- Passage to read -
....................

Regions with significant populations
- Indonesia:
- Gorontalo: 925,626
- North Sulawesi: 187,163
- Central Sulawesi: 105,151

Languages
- Native Gorontalo Also Gorontalo Malay • Manado Malay • Indonesian

Religion
- Predominantly Islam

Related ethnic groups
- Pohali [id]; Mongondow; Minahasan; Sangirese; Talaud [id]; Visayans; Maguindanao; Tagalogs; other Austronesian peoples;

= Gorontalo people =

Ethnic group in Indonesia

Gorontalo people, also known as Gorontalese are a native ethnic group and the most populous ethnicity in the northern part of Sulawesi. The Gorontalo people have traditionally been concentrated in the provinces of Gorontalo, North Sulawesi, and the northern part of Central Sulawesi.

The Gorontalo people are predominantly Muslim. Their native language is the Gorontalo language.

==Etymology==

The name Gorontalo is the Indonesian form of the endonym Hulontalo. Several proposals exist for the etymology of the term, such as:

- Hulontalangi, which means a "Noble Valley". The Hulontalangi word comes from two syllables, "Huluntu" which means "Valley" and "Langi" which means "Noble". Another meaning of the word "Hulontalangi" is "Inundated Land". It can be interpreted as "Land that is inundated by water" according to the Gorontalese folktale from generation to generation.

....................

According to the text on the Gorontalo people, what endonym is the name Gorontalo the Indonesian form of? The data that come next are from a separate source and have no connection to the text on the Gorontalo people.

- Given records -
....................

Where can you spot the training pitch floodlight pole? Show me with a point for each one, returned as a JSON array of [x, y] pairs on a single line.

....................

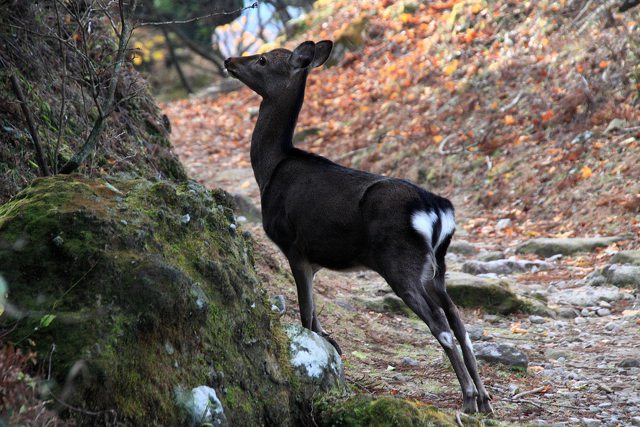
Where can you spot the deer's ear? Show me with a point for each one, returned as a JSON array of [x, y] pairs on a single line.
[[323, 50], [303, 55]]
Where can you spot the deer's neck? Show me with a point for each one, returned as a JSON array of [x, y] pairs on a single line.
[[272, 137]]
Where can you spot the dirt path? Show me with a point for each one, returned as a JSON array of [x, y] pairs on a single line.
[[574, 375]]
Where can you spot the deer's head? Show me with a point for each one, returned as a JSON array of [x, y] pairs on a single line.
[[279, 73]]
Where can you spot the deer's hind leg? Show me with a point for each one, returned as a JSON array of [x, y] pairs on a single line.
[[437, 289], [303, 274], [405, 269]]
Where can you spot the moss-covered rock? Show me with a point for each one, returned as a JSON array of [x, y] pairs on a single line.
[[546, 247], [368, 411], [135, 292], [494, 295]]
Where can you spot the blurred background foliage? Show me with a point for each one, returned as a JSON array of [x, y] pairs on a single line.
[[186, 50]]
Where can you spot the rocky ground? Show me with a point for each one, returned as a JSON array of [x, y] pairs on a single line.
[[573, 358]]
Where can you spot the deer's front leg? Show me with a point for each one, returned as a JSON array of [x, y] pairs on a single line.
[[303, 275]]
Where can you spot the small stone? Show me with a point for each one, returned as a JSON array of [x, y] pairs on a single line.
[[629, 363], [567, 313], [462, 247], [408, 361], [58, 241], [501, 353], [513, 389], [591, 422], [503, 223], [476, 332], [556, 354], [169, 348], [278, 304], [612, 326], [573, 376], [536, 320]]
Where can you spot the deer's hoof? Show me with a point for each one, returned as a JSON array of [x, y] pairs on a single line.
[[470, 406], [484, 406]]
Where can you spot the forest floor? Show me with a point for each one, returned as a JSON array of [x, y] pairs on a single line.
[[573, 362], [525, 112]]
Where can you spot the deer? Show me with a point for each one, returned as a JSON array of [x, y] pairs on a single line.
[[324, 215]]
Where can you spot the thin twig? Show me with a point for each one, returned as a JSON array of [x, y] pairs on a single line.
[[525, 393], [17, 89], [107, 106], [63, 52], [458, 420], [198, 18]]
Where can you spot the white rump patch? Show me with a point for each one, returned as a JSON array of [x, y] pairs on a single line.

....................

- Finished exercise -
Hulontalo.